Scan the material below for the string "cabinet". Report every line that has it.

*Given data:*
%%

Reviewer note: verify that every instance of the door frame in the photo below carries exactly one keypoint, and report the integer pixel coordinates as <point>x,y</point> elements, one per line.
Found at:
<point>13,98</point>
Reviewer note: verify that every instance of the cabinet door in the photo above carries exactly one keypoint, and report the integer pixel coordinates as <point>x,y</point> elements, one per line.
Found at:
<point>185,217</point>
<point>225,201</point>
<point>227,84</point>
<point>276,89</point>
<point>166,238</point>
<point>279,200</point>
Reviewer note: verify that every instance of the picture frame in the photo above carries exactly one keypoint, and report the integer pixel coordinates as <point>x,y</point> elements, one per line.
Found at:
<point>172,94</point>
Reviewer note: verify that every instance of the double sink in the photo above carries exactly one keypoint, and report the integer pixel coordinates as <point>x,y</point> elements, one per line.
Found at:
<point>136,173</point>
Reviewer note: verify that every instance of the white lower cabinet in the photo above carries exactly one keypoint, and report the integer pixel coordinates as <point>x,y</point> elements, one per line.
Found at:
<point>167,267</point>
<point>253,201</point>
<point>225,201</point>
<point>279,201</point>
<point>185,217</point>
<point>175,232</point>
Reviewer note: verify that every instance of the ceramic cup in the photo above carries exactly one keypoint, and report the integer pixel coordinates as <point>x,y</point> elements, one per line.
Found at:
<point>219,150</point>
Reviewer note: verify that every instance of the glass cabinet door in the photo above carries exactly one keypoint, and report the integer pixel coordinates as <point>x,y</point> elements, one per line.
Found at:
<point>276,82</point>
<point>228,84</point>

%%

*Final answer:*
Reviewer note: verify that every instance of the cabinet door in the photo above carries exactly one keypoint, and report the integer pixel coordinates as <point>x,y</point> elements, one per line.
Reviewer note: verify that every instance of the white lower cabinet in the photo above carries exactly one keypoint, and report the integer pixel coordinates as <point>x,y</point> elements, one per line.
Reviewer note: verify that every instance of the glass cabinet door in the photo above carries exactly one keypoint, and report the integer pixel coordinates as <point>x,y</point> elements, one per line.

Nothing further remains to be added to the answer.